◆ Given problem ◆
Retype the passage on the Pentagon's China report word for word, from "The liquid-fuel DF-3A" up to and including "medium-range DF-21 MRBM.".

The Pentagon’s latest annual report to Congress on the Military and Security Developments Involving the People’s Republic of China describes continued broad modernization and growing reach of Chinese military forces and strategy.
There is little new on the nuclear weapons front in the 2014 update, however, which describes slow development of previously reported weapons programs. This includes construction of a handful of ballistic missile submarines; the first of which the DOD predicts will begin to sail on deterrent patrols later this year.
It also includes the gradual phase-out of the old DF-3A liquid-fuel ballistic missile and the apparent – and surprising – stalling of the new DF-31 ICBM program.
Like all the other nuclear-armed states, China is modernizing its nuclear forces. China earns the dubious medal (although not in the DOD report) of being the only nuclear weapons state party to the nuclear Non-Proliferation Treaty that is increasing it nuclear arsenal. Far from a build-up, however, the modernization is a modest increase focused on ensuring the survivability of a secure retaliatory strike capability (see here for China’s nuclear arsenal compared with other nuclear powers).
The report continues the Obama administration’s don’t-show-missile-numbers policy. Up until 2010, the annual DOD reports included a table overview of the composition of the Chinese missile force. But the overview gradually became less specific in until it was completed removed from the reports in 2013.
The policy undercuts the administration’s position that China should be more transparent about its military modernization by indirectly assisting Chinese government secrecy.
The main nuclear issues follow below.
Land-Based Nuclear Missile Developments
The DOD report formally identifies the new road-mobile ICBM under development as the DF-41, rumored at least since 1997 to be in development. The missile might “possibly [be] capable of carrying multiple independently targetable re-entry vehicles (MIRV),” according to DOD. That obviously doesn’t mean that the DF-41 will carry them; the DF-5A has also been assessed for years to be capable of carrying MIRV without ever doing so.
The report lends some support to the assessment – although not explicitly – that deployment of the DF-31 ICBM has ceased after only 5-10 launchers deployed in a single brigade.
Instead, the focus of the road-mobile ICBM modernization appears to have shifted to the DF-31A ICBM, of which the DOD report predicts that more will be deployed by 2015.
The liquid-fuel DF-3A (CSS-2) IRBM is not mentioned in the 2014 report, an indication that the 3.3-megaton weapon system has finally been retired after 42 years in service. The last DF-3A-equipped Second Artillery brigade – the 810 Brigade north of Dalian in the Liaoning province – was seen in May 2014 to have been converted to the solid-fuel medium-range DF-21 MRBM.
The only other transportable liquid-fuel ballistic missile, the DF-4 (CSS-3) ICBM, is still operational with 10-15 launchers deployed in one or two brigades. But the missile is expected to be retired soon. When that happens, the only liquid-fuel ballistic missile left in the Chinese arsenals will be the 20 silo-based DF-5As (CSS-4 Mod 1) ICBM, which are still being ungraded.
The report also mentions conventional ballistic missiles under development, including several medium-range versions. That includes that anti-ship version of the DF-21 (CSS-5) – the DF-21D, which the report designates as the CSS-5 Mod 5. That suggests that other conventional MRBMs may also be under development.

[Dataset items]

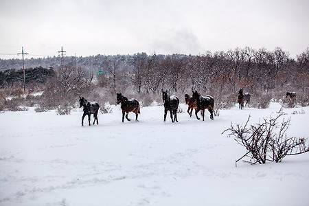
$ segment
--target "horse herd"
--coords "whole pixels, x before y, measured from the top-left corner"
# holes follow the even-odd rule
[[[198,116],[198,113],[201,111],[201,114],[203,117],[203,121],[204,121],[205,111],[207,109],[210,113],[210,119],[214,119],[214,100],[210,95],[203,96],[199,94],[196,91],[192,91],[192,95],[190,96],[188,94],[185,94],[185,104],[188,105],[187,113],[191,117],[192,115],[193,109],[195,109],[195,115],[196,119],[200,120]],[[168,111],[170,111],[170,118],[172,122],[176,122],[177,119],[177,110],[179,105],[179,99],[175,95],[168,95],[168,91],[161,91],[162,93],[162,100],[164,103],[164,119],[163,121],[166,120],[166,115]],[[286,97],[294,98],[296,96],[295,93],[286,93]],[[244,106],[250,106],[250,98],[251,95],[249,93],[243,93],[242,89],[240,89],[238,92],[238,103],[239,104],[239,108],[242,109],[244,107],[244,103],[246,102]],[[94,121],[93,124],[95,124],[95,120],[97,120],[97,124],[99,124],[98,119],[98,113],[99,111],[100,106],[95,102],[88,102],[84,97],[80,97],[79,100],[80,107],[84,108],[84,113],[82,117],[82,126],[84,126],[84,118],[86,115],[88,115],[89,125],[90,126],[90,118],[91,115],[93,114]],[[138,122],[138,116],[140,112],[139,103],[137,100],[133,98],[128,100],[127,98],[123,96],[121,93],[117,93],[117,104],[121,104],[121,108],[122,111],[122,122],[124,122],[124,117],[128,121],[130,119],[128,117],[128,115],[130,112],[135,113],[135,121]]]

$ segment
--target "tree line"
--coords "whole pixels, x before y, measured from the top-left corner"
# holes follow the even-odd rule
[[[41,66],[25,70],[26,84],[33,81],[44,85],[43,97],[54,106],[65,99],[69,104],[74,104],[78,95],[113,101],[117,92],[140,97],[144,102],[160,101],[162,89],[179,95],[196,90],[213,95],[216,104],[233,102],[240,88],[253,93],[253,100],[265,93],[268,99],[274,93],[282,95],[287,91],[309,93],[309,47],[296,59],[280,47],[267,51],[247,47],[197,56],[67,56],[63,67],[58,57],[32,60]],[[4,61],[7,65],[10,60]],[[30,61],[26,60],[26,66]],[[16,65],[16,60],[12,62]],[[22,86],[22,71],[0,71],[0,87]]]

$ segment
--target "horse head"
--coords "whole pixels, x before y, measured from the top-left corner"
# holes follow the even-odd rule
[[[122,95],[121,93],[117,93],[117,104],[119,104],[122,102]]]
[[[238,91],[238,94],[239,95],[242,95],[242,88],[240,88],[240,89],[239,89],[239,91]]]
[[[194,91],[192,94],[192,98],[195,101],[198,100],[200,97],[201,95],[197,92],[197,91]]]
[[[164,102],[168,99],[168,91],[166,90],[166,91],[164,91],[162,89],[162,100],[163,100],[163,102]]]
[[[187,93],[185,94],[185,104],[189,104],[190,102],[190,96]]]
[[[84,97],[80,97],[80,107],[83,106],[87,104],[87,100]]]

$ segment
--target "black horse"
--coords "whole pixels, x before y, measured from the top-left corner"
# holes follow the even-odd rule
[[[286,98],[291,98],[291,99],[292,99],[292,98],[294,98],[296,97],[296,93],[288,91],[288,92],[286,92]]]
[[[175,95],[170,97],[170,95],[168,95],[168,91],[163,91],[162,90],[162,100],[164,102],[164,122],[165,122],[166,115],[168,114],[168,111],[169,111],[172,122],[174,123],[174,121],[178,122],[177,110],[178,106],[179,105],[179,99]]]
[[[187,113],[190,115],[190,117],[192,116],[193,109],[196,109],[196,101],[193,100],[193,97],[189,95],[187,93],[185,94],[185,104],[187,104]]]
[[[126,118],[128,121],[130,121],[128,118],[128,114],[129,112],[133,112],[135,113],[136,118],[135,122],[139,122],[137,117],[139,114],[141,113],[139,110],[139,103],[136,99],[128,100],[127,98],[123,96],[121,93],[117,93],[117,104],[122,104],[121,108],[122,110],[122,122],[124,120],[124,115],[126,115]]]
[[[194,101],[196,101],[196,109],[195,110],[195,115],[196,119],[200,120],[198,117],[198,113],[201,110],[204,121],[205,110],[208,109],[210,113],[210,119],[214,119],[214,100],[211,96],[207,95],[205,97],[201,95],[196,91],[193,93],[192,98]]]
[[[84,126],[84,118],[86,115],[88,115],[88,121],[90,124],[90,116],[91,114],[93,114],[93,118],[95,119],[93,121],[93,124],[95,122],[95,119],[97,120],[97,124],[99,124],[99,121],[98,119],[98,112],[99,111],[99,104],[95,102],[88,102],[84,97],[80,97],[80,107],[84,107],[84,114],[82,117],[82,126]]]
[[[238,91],[238,103],[239,104],[239,108],[242,109],[242,107],[244,107],[244,102],[246,101],[246,104],[244,104],[244,106],[248,104],[249,106],[250,106],[250,98],[251,95],[249,92],[242,93],[242,89],[240,89]]]

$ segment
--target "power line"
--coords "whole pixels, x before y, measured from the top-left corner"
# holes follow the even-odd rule
[[[63,53],[64,52],[67,52],[65,51],[63,51],[62,49],[62,47],[61,47],[61,51],[58,52],[58,53],[60,53],[61,52],[61,69],[62,69],[62,66],[63,66]]]
[[[23,52],[23,47],[21,47],[21,53],[17,54],[17,55],[23,54],[23,91],[25,91],[25,67],[23,64],[23,55],[27,55],[28,53]]]

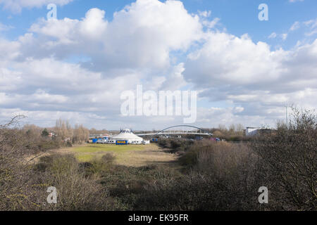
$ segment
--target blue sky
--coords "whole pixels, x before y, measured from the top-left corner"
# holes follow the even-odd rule
[[[89,9],[99,8],[104,10],[106,18],[111,20],[114,12],[122,10],[125,6],[133,1],[74,0],[58,8],[58,18],[80,19]],[[266,41],[272,45],[279,44],[285,48],[291,48],[296,44],[302,33],[292,34],[282,44],[278,41],[267,40],[267,37],[273,32],[286,33],[295,21],[307,21],[317,15],[317,2],[314,0],[297,2],[287,0],[182,0],[182,2],[190,13],[197,13],[199,11],[211,11],[212,17],[220,18],[221,23],[231,34],[240,36],[248,33],[254,41]],[[260,11],[258,6],[261,3],[268,6],[269,21],[259,21],[258,19],[258,13]],[[26,32],[39,18],[45,18],[47,12],[45,6],[39,8],[23,9],[20,13],[2,8],[0,14],[1,22],[15,27],[4,35],[13,39],[17,38]]]
[[[285,104],[316,108],[317,1],[171,1],[0,0],[1,120],[22,112],[44,127],[58,117],[111,129],[182,123],[122,117],[120,93],[136,84],[197,90],[195,124],[204,127],[273,126]],[[57,21],[46,20],[49,3]],[[268,21],[258,19],[263,3]]]

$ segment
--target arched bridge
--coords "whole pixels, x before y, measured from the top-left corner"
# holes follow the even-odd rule
[[[194,131],[167,131],[168,129],[175,128],[175,127],[190,127],[190,128],[195,128],[198,130],[199,130],[201,132]],[[153,132],[153,133],[147,133],[147,134],[135,134],[137,136],[156,136],[156,135],[181,135],[181,134],[192,134],[192,135],[201,135],[201,136],[213,136],[212,134],[207,132],[204,129],[194,127],[194,126],[189,126],[189,125],[177,125],[177,126],[173,126],[170,127],[167,127],[166,129],[163,129],[158,132]]]

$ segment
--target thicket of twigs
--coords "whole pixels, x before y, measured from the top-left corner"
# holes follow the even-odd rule
[[[1,210],[316,210],[316,114],[294,110],[287,124],[249,144],[160,142],[179,155],[182,171],[113,163],[79,163],[72,155],[23,162],[30,139],[14,126],[0,128]],[[58,203],[47,204],[47,187]],[[269,191],[259,204],[259,188]]]

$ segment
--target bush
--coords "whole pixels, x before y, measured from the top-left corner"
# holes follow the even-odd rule
[[[280,124],[274,134],[254,141],[276,208],[317,209],[316,140],[316,115],[294,109],[288,124]]]

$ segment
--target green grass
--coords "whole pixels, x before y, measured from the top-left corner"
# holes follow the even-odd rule
[[[89,162],[94,158],[101,158],[108,153],[113,153],[117,159],[125,158],[131,151],[144,150],[146,146],[116,146],[108,144],[89,144],[85,146],[73,148],[71,151],[75,153],[77,159],[80,162]]]

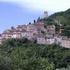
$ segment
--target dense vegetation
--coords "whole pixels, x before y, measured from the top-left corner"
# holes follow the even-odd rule
[[[10,39],[0,47],[0,70],[70,70],[70,49]],[[62,69],[60,69],[62,70]]]
[[[48,18],[41,20],[43,20],[45,23],[45,27],[47,25],[54,24],[56,26],[57,33],[59,33],[60,28],[62,28],[64,31],[61,33],[61,35],[70,37],[70,9],[64,12],[54,13]]]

◆ Response to this exercise ◆
The liquid-fuel DF-3A (CSS-2) IRBM is not mentioned in the 2014 report, an indication that the 3.3-megaton weapon system has finally been retired after 42 years in service. The last DF-3A-equipped Second Artillery brigade – the 810 Brigade north of Dalian in the Liaoning province – was seen in May 2014 to have been converted to the solid-fuel medium-range DF-21 MRBM.